▼▼▼

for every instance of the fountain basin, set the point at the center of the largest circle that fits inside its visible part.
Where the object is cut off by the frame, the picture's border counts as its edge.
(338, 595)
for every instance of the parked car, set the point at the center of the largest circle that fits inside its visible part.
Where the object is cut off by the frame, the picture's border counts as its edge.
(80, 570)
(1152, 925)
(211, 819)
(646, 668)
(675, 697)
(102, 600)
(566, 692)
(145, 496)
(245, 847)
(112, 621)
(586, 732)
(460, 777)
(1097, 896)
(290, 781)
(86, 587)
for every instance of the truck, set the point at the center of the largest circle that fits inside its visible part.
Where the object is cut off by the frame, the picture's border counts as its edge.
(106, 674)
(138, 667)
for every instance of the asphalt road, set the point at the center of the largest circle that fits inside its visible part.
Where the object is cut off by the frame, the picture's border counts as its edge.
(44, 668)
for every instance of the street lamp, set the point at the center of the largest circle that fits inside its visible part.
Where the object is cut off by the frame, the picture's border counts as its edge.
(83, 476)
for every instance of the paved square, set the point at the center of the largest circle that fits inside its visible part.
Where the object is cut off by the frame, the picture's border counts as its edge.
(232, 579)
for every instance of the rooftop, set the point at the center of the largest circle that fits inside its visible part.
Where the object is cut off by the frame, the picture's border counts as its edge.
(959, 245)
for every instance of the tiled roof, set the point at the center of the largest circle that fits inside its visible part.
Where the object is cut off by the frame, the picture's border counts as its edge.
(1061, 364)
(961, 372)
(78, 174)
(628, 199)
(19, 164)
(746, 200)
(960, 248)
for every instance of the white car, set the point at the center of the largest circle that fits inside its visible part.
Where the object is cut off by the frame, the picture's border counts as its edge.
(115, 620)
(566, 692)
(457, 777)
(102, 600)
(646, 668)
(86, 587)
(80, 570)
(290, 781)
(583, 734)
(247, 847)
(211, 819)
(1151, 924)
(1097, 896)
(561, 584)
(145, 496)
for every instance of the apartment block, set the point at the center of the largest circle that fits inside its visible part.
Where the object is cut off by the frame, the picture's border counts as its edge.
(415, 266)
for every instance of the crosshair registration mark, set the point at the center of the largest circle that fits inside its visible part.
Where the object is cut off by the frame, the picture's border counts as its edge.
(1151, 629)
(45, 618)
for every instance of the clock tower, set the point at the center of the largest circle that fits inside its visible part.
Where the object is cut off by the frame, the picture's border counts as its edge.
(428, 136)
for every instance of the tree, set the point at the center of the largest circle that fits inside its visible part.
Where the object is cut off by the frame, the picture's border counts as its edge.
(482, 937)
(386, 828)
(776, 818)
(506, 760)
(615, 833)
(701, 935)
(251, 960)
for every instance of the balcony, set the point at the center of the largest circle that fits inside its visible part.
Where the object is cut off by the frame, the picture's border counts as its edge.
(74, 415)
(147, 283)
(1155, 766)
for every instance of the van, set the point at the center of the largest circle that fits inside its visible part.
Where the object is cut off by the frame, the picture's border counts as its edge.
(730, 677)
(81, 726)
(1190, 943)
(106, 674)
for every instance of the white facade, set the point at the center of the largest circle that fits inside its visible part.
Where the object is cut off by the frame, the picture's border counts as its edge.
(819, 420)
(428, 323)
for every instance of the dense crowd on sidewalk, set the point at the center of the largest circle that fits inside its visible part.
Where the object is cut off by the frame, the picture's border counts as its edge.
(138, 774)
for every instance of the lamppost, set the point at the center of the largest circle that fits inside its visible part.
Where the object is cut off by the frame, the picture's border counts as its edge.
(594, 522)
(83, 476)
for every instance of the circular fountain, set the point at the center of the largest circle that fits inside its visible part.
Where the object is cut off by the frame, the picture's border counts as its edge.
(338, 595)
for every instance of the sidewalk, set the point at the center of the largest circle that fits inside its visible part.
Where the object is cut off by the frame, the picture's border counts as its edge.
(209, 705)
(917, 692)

▲▲▲

◆ WHAT YOU ARE ASKED TO DO
Identify each line in the records above containing the word "white"; copy those lines.

◆ EXERCISE RESPONSE
for every instance of the white car, set the point at the center of the largest circle that fits inside its visible part.
for every instance of the white facade, set the point at the center of the largest circle that fits inside its visible part.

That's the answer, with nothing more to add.